- REQUIREMENT
Copy each entry below verbatim. Skip the pictures.

- EXERCISE MATERIALS
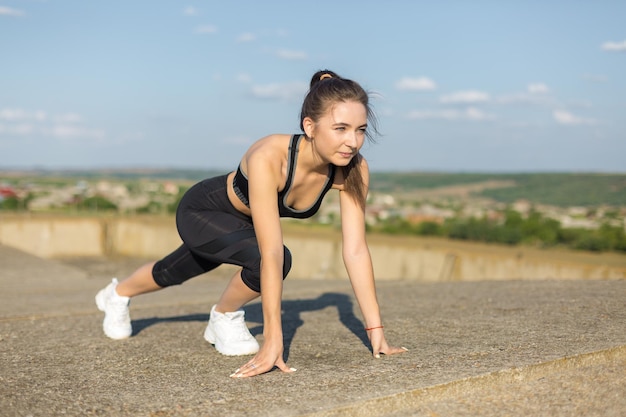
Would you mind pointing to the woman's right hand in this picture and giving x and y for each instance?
(269, 356)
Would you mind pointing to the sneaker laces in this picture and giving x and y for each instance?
(239, 329)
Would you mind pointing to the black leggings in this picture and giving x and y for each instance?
(213, 233)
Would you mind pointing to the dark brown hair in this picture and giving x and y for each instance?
(327, 88)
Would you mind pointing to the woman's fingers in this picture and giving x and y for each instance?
(252, 368)
(390, 351)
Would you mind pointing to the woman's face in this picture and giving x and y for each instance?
(339, 134)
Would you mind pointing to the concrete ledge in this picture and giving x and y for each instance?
(475, 349)
(597, 382)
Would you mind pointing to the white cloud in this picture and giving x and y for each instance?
(291, 55)
(246, 37)
(416, 84)
(471, 113)
(7, 11)
(206, 29)
(190, 11)
(470, 96)
(566, 118)
(285, 91)
(19, 114)
(537, 88)
(244, 78)
(614, 46)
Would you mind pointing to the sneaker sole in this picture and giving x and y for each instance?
(209, 336)
(101, 306)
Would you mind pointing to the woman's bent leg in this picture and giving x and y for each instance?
(139, 282)
(236, 295)
(227, 328)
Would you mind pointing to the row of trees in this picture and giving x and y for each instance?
(514, 229)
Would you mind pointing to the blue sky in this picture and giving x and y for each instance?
(462, 86)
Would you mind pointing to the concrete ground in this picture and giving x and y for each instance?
(554, 348)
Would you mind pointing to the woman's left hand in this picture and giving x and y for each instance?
(380, 345)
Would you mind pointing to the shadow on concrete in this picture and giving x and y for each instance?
(292, 320)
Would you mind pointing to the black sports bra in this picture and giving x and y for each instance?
(240, 185)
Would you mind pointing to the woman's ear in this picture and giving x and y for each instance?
(309, 126)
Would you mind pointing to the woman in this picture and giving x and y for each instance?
(235, 219)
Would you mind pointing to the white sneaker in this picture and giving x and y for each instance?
(116, 324)
(229, 333)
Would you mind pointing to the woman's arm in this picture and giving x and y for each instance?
(264, 176)
(358, 262)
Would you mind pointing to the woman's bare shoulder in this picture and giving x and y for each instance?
(271, 148)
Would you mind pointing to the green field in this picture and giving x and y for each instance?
(558, 189)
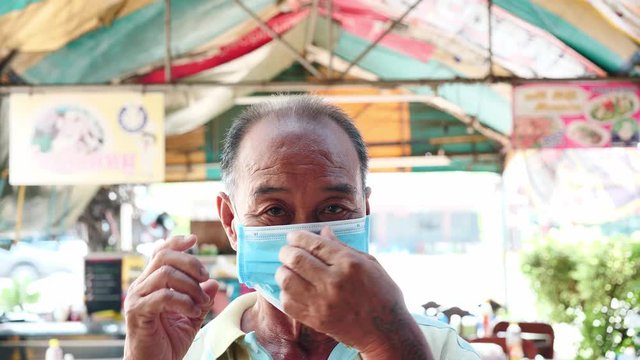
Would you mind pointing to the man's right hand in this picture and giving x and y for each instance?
(166, 304)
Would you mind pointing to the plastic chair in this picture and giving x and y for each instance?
(540, 333)
(529, 348)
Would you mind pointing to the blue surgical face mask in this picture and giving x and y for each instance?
(258, 248)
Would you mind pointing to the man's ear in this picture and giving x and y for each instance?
(367, 193)
(226, 212)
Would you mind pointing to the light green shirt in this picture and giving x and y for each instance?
(223, 339)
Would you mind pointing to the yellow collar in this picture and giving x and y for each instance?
(225, 328)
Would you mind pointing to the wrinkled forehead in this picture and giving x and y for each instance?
(280, 146)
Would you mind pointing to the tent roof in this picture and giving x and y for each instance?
(53, 42)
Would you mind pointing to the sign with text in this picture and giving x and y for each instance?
(91, 138)
(576, 115)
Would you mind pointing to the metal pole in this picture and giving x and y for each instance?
(331, 47)
(167, 41)
(279, 39)
(313, 20)
(378, 39)
(490, 36)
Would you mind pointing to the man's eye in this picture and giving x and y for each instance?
(334, 209)
(275, 211)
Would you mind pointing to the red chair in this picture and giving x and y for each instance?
(540, 333)
(528, 347)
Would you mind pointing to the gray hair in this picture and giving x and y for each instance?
(300, 107)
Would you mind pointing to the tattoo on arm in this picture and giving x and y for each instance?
(398, 329)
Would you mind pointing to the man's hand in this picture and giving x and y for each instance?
(166, 305)
(346, 294)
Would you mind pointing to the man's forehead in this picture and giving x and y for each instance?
(265, 188)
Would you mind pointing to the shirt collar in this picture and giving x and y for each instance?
(225, 328)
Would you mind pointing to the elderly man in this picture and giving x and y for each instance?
(296, 211)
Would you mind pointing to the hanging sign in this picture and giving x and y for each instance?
(576, 115)
(92, 138)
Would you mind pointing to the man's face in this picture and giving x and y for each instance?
(291, 172)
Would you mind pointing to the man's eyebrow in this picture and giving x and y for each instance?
(346, 189)
(266, 190)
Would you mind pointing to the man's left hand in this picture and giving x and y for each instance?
(346, 294)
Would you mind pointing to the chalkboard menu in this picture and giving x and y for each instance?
(103, 284)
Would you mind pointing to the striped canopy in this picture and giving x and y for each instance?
(75, 42)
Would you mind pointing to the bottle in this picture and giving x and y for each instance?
(514, 342)
(54, 352)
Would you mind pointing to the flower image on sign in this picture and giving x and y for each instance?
(572, 115)
(93, 138)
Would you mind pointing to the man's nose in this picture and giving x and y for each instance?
(305, 218)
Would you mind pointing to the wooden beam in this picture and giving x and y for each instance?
(460, 139)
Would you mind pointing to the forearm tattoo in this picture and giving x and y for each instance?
(397, 328)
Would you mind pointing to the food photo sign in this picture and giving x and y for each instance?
(86, 138)
(576, 115)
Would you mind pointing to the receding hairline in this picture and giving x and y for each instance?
(306, 109)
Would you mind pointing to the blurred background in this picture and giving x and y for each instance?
(503, 135)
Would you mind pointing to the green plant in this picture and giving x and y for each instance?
(16, 295)
(594, 285)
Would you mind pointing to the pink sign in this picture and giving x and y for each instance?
(576, 115)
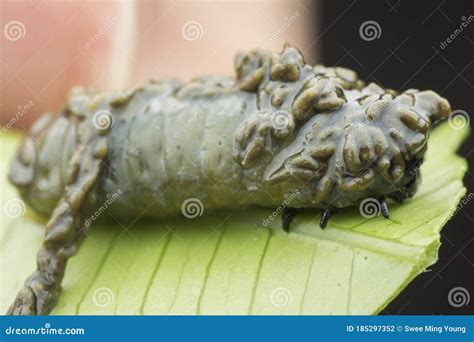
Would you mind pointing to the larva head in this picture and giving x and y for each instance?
(372, 146)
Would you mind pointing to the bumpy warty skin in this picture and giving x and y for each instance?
(280, 127)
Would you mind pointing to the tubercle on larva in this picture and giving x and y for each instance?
(362, 136)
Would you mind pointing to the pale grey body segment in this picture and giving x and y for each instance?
(168, 149)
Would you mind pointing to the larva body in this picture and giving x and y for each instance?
(280, 128)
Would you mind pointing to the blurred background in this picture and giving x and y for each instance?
(49, 46)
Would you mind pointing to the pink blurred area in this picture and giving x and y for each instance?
(114, 45)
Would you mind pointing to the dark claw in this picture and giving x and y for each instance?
(287, 217)
(325, 218)
(384, 208)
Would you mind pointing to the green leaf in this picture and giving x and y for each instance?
(227, 263)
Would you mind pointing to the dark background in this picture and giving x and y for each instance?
(408, 55)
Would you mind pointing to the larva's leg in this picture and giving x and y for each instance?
(64, 231)
(384, 208)
(325, 218)
(287, 217)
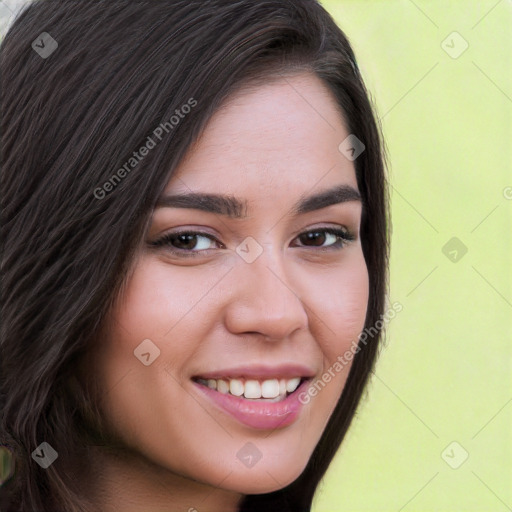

- ANSWER SECTION
Would you mind pointing to the woman's right hand in this picture and giving x and y for each instance?
(269, 356)
Would you mind pointing to the sneaker laces in this picture and giving x and y for each instance?
(239, 329)
Would you mind pointing to the black leggings in this picture and giving x and y for each instance?
(213, 233)
Would you mind pointing to the dark brown hair in this picture and giving x and y for each instance?
(327, 88)
Would you mind pointing to the woman's fingers in this picture and giving x and y for each instance?
(252, 368)
(390, 351)
Would you mind pointing to the woman's face in this picture and giving x and y for each instance?
(339, 134)
Would you mind pointing to the concrete ledge in this picture and giving x and y for each instance?
(475, 349)
(597, 382)
Would you mind pointing to the white cloud in this picture and giving x and y for each instance?
(291, 55)
(246, 37)
(416, 84)
(471, 113)
(7, 11)
(206, 29)
(190, 11)
(470, 96)
(566, 118)
(285, 91)
(19, 114)
(537, 88)
(244, 78)
(614, 46)
Would you mind pointing to the sneaker sole in this picture and giving x and y for each instance?
(209, 336)
(101, 306)
Would you mind pointing to the woman's bent leg in this picture and giving x and y for each instance?
(139, 282)
(236, 295)
(227, 328)
Would you mind pointing to the row of trees in this picture and giving x and y for each instance?
(514, 229)
Would you mind pointing to the blue sky in this picture and giving x and y for each instance?
(462, 86)
Would you mind pointing to the concrete ground in this picture and giving x and y for each instance?
(554, 348)
Would you mind pointing to the woman's left hand in this picture and giving x and y for each instance?
(380, 345)
Would you mind pointing to the shadow on concrete in this picture and giving x and y for each instance?
(292, 320)
Would you mind pointing to the black sports bra in this picture and giving x and y for each instance?
(240, 185)
Would you mind pointing to the woman's ear in this picture and giving x and y for each instance?
(309, 126)
Would you mind pointing to the woman in this picture and giving x and y for each instance?
(235, 219)
Would you mind pointing to the white sneaker in this picture and giving x and y for each instance?
(116, 324)
(229, 333)
Would you mind pointing to the woman's arm in this picture and giving x and y for each instance?
(264, 176)
(358, 262)
Would you mind pointing to the woman's bare shoulder in this picture and giving x and y for each instance?
(271, 148)
Would you mind pointing to the green field in this picture and giving x and y for each instance?
(558, 189)
Would you mind pointing to the man's right hand in this picture and giving x and y for each instance?
(166, 304)
Would you mind pointing to the plastic chair in this picture and giving x and y for each instance?
(540, 333)
(529, 348)
Would you mind pointing to the blue surgical face mask in this picture and giving x and y for each instance?
(258, 248)
Would you mind pointing to the man's ear in this picture and giving x and y for each instance?
(367, 193)
(226, 212)
Would you mind pointing to the light green shirt in this picture and giving x and y for each instance?
(223, 339)
Would you mind pointing to the yellow collar in this picture and giving x and y for each instance?
(225, 328)
Would you mind pointing to the wrinkled forehead in this picture and giving x and y for each instance?
(280, 146)
Would you mind pointing to the tent roof in this picture and giving x and y for each instance?
(53, 42)
Would you mind pointing to the sign with text in this picture and giving x and y for each instance?
(91, 138)
(576, 115)
Would you mind pointing to the metal pole in this picture and giving x and y for each instance?
(331, 47)
(167, 41)
(279, 39)
(313, 20)
(378, 39)
(490, 36)
Would you mind pointing to the man's eye in this picture and giving x and y for each instance?
(334, 209)
(275, 211)
Would you mind pointing to the red chair in this picture and giving x and y for each instance?
(540, 333)
(528, 347)
Would you mind pointing to the gray hair in this picture and giving x and y for each instance?
(300, 107)
Would you mind pointing to the tattoo on arm in this picture and giving x and y for each instance?
(398, 329)
Would you mind pointing to the man's hand in this picture and giving x and y for each instance?
(166, 305)
(346, 294)
Would you mind pointing to the man's forehead in this picture and giving x and y for each instance?
(265, 188)
Would you mind pointing to the shirt collar in this picture and giving x and y for each instance?
(225, 328)
Would you mind pointing to the elderly man in this picture and giving x and y for each instance?
(296, 211)
Would you mind pointing to the hanging sign in this picture and giving x and y for each instance?
(576, 115)
(92, 138)
Would you mind pointing to the man's face in this picture and giving x and y for each instance?
(291, 172)
Would you mind pointing to the man's eyebrow in this picture and giving x and y for each instance?
(346, 189)
(266, 190)
Would you mind pointing to the man's left hand in this picture and giving x and y for each instance?
(346, 294)
Would you mind pointing to the chalkboard menu in this picture and giving x and y for each instance?
(103, 284)
Would you mind pointing to the striped canopy in this picture and giving x and y for each instance?
(75, 42)
Would you mind pointing to the bottle in this picture and giving x and y for each instance?
(514, 342)
(54, 352)
Would you mind pointing to the flower image on sign in this picture and giving x and y for each instance?
(572, 115)
(93, 138)
Would you mind pointing to the man's nose in this picture and giving x and y for each instance?
(305, 218)
Would you mind pointing to the wooden beam in this picture and giving x and y for each instance?
(460, 139)
Would you mind pointing to the forearm tattoo in this picture and giving x and y for each instance?
(397, 328)
Would you mind pointing to the food photo sign in this picture and giving x and y for each instance?
(86, 138)
(576, 115)
Would you mind pointing to the receding hairline in this picture and giving x and y for each instance?
(306, 109)
Would you mind pointing to the blurred background in this picture and giving x and y for each instance?
(503, 135)
Would you mind pointing to the green plant in this picture and giving x and y for each instance?
(16, 295)
(594, 285)
Would you mind pointing to the pink sign in this picture and giving x and y for each instance?
(576, 115)
Would you mind pointing to the larva head in this picture and giving x and y for each instance?
(372, 146)
Would you mind pointing to the bumpy warty skin in this picture and giving x and y for each instance?
(280, 127)
Would you mind pointing to the tubercle on larva in this picture and giving x and y for each instance?
(362, 136)
Would you mind pointing to the pale grey body segment in this picture and giving x and y for each instance?
(168, 149)
Would you mind pointing to the larva body in this picture and giving x and y for each instance?
(280, 128)
Would you mind pointing to the blurred background in this picture and giving x and y for each instance?
(49, 46)
Would you mind pointing to the pink blurred area in this picture and giving x and y for each instance?
(114, 45)
Would you mind pointing to the dark claw in this picture and giving x and y for each instance?
(287, 217)
(325, 218)
(384, 208)
Would you mind pointing to the green leaf in this picture and giving x and y for each instance?
(227, 263)
Would you mind pointing to the dark background in this picture and giving x and y for each instance?
(408, 55)
Would you mind pointing to the larva's leg in this picture and giving x and y for each instance?
(64, 231)
(384, 208)
(325, 218)
(287, 217)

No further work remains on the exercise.